* _The task_
Update the lines in the stretch from the one containing "Indicate the black" through the one containing "Indicate the blue" by replacing "report" with "list" and changing nothing else. Return only those lines.

* _Raw data_
□ □ □
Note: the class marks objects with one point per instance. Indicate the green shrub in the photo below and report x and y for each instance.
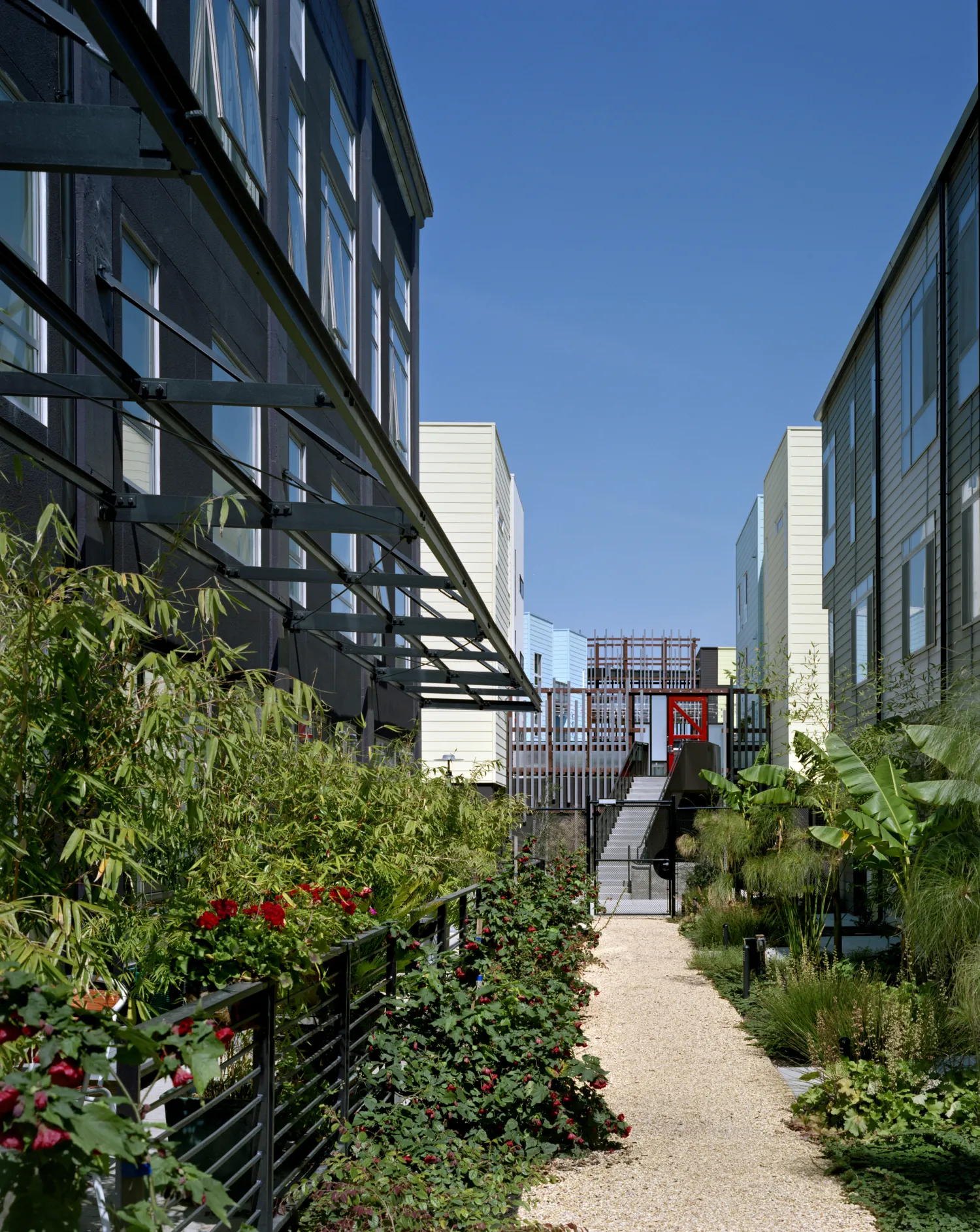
□ □ □
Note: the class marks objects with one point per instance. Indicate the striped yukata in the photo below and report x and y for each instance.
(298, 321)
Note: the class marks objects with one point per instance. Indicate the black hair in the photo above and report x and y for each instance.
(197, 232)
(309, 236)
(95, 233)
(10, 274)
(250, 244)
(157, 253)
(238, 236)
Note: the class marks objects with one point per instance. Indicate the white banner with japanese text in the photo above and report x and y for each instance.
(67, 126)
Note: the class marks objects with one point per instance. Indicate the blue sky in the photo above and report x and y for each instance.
□ □ □
* _Output of the exercise_
Note: the class marks objects with one point per instance. Indicate the black hair in the photo above and list x and y for each instance.
(197, 232)
(309, 236)
(95, 233)
(10, 274)
(250, 244)
(157, 253)
(238, 236)
Note: the class marks objects with one point per instance. Indicate the white banner with japanese text in the photo above and list x and y for each instance.
(67, 126)
Note: the class marks objects with one point per instance. Indicate the blue sky in the photo above and list x and y for each instance.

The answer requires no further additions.